— Start MATERIAL —
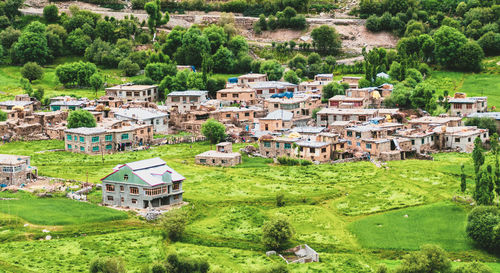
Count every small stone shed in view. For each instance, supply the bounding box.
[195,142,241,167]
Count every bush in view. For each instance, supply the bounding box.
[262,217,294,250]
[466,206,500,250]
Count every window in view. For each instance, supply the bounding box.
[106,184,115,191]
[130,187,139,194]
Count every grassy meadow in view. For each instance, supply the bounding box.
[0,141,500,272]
— End MATERIAL —
— Start MATERIAL —
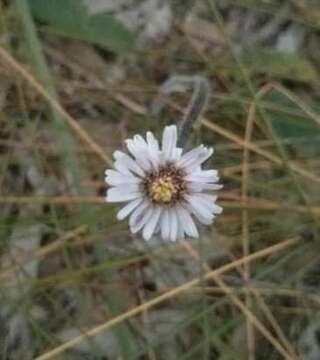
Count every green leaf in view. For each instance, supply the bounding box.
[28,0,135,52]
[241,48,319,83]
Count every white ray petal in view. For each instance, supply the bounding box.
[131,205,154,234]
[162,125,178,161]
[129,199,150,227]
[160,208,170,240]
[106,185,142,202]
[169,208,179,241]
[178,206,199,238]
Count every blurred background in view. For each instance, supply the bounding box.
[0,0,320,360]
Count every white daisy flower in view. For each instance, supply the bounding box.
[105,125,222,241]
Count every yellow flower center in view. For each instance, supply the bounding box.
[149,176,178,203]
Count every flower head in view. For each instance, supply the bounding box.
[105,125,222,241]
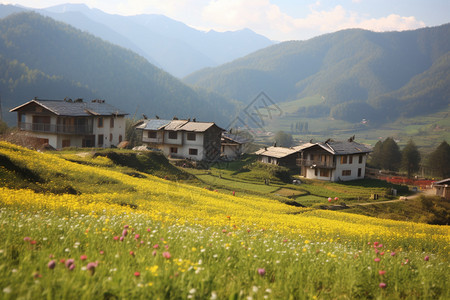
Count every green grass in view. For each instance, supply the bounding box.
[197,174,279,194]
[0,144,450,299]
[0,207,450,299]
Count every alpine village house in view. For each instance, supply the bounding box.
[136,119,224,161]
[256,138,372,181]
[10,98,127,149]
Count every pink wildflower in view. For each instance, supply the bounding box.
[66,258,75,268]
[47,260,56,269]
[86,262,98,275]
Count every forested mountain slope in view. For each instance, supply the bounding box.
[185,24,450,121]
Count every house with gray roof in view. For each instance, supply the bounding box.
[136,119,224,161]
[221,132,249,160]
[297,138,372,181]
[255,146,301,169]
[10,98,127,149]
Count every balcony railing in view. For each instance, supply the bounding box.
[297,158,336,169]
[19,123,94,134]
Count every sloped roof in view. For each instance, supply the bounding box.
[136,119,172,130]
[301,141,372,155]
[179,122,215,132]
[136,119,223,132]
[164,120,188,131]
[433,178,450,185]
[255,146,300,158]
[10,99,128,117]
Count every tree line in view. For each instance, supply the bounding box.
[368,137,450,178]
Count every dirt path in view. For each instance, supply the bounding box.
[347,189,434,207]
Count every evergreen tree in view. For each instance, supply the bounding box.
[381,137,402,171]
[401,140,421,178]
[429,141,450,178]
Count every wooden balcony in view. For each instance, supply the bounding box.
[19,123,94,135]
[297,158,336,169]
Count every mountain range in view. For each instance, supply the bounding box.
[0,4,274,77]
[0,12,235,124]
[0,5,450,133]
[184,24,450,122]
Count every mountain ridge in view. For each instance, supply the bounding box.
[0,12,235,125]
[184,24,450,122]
— End MATERIAL —
*TASK TO CARRY OUT*
Copy the rows from the line containing "Count every small" through the line containing "[130,187,139,194]" without changing anything.

*COMPLETED TASK*
Count every small stone shed in view. For each instance, supply the bounding box.
[195,142,241,167]
Count every bush in view. For each instance, supply the bounding box.
[262,217,294,250]
[466,206,500,250]
Count every window in view. For each instance, supply the bounding box.
[106,184,115,191]
[130,187,139,194]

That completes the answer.